TEXT EXCERPT =>
▼▼▼

Saturday, July 2, 2016

"Anticipatory Grief"

Reading the newspaper the other day, I stumbled across a notice for a seminar being held called "Anticipatory Grief." While I was familiar with the concept, I had never seen this name for the situation. It really jumped out at me because it truly sums it up in two words.

Anticipatory Grief is just what it sounds like. Often, when caring for someone with a lengthy terminal illness such as dementia, you end up going through the grieving process while they are still alive. Some, so much so, that when their loved one finally dies, that they feel only relief.

Dementia of all types is a disease that can bring on this early grieving process. We already know how much of a toll caring for a loved one with dementia takes on the caregiver. Add in the fact that they are also grieving for the loss of who that person used to be and you have a tough and sad situation. It is so much that you are grieving that they have dementia or that they are slowly dying. A lot of it is grieving for what the loved one was and what you believe they could have been.

I have experienced this more than once. The first was when my grandmother was slowing dying due to dementia. I was very close to Grandma and my Grandpap. During my junior and senior high school years, I would spend the bulk of the summer at their home in rural northeastern Pennsylvania. I loved the calmness of the environment and the love that surrounded me. At home, my parents were working their way to a divorce and it was always a stressful place to be.  Grandma's was only a 3-hour drive away, but it seemed like an entirely different world. She could be a blast! She had a lot of joint pain, but would break out and dance the Charleston for me. She got me hooked on baseball while we sat out on the sunporch and listened to the Pirate games. I learned to drive their little tractor early on, then later Grandpap let me practice driving his car. Grandma never did drive.

Watching this woman's joy of living and her love for me and the rest of the family was a horrid experience. I spent a lot of the time in denial. I was not her primary caregiver, my mom was, but I visited often enough to watch her deteriorate in front of my eyes. Yes, there were fun moments, like the time my aunt had sent her chocolates and she hid them in her bra to prevent anyone getting to them before she could eat them all. Poor mom was cleaning her chest for a week. It was those chocolates covered with tiny candy balls on them and those balls hid in every wrinkle and fold for days! By the time Grandma actually died, I had already grieved enough that I did indeed only feel relief that she was no longer trapped in that body whose brain no longer functioned.

▲▲▲

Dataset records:

▼▼▼

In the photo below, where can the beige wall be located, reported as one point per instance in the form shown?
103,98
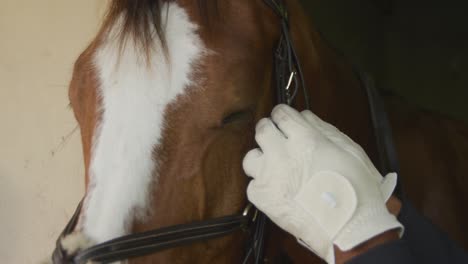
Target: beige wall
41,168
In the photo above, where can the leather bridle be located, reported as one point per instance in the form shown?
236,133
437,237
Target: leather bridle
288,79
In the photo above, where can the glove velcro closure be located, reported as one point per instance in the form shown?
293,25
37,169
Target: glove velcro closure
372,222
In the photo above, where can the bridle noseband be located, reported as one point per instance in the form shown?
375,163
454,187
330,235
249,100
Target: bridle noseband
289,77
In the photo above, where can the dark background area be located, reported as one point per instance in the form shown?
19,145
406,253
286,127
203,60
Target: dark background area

▲▲▲
▼▼▼

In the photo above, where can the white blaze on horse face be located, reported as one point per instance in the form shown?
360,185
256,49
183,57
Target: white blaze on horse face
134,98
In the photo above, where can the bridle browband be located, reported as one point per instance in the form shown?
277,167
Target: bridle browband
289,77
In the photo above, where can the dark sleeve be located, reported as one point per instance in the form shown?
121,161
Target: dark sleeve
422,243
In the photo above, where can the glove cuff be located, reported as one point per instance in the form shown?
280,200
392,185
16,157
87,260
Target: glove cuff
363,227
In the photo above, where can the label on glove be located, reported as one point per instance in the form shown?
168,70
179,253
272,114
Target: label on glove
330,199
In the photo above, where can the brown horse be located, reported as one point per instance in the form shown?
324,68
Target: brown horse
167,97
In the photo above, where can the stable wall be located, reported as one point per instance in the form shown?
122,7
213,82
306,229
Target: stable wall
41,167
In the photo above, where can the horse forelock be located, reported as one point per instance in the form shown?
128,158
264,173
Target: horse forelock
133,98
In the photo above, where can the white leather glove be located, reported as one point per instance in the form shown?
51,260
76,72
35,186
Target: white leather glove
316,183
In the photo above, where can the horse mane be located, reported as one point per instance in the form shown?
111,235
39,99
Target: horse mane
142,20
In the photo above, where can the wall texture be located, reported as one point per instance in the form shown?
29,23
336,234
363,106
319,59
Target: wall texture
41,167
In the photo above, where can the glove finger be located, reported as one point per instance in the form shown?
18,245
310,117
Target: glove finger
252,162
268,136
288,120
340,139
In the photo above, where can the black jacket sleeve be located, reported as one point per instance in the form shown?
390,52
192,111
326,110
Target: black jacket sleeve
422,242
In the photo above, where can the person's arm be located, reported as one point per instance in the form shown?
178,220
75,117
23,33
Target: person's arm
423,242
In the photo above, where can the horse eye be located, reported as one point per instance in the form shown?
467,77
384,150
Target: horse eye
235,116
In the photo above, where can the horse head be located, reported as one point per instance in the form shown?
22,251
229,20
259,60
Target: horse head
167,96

▲▲▲

From the post on anticipatory grief, list each activity the writer describes sharing with the grandparents during summers at their home.

SOLUTION TO THIS TASK =>
- Grandma dancing the Charleston for the writer
- Listening to the Pirate games on the sunporch, which got the writer hooked on baseball
- Learning to drive the grandparents' little tractor
- Practicing driving Grandpap's car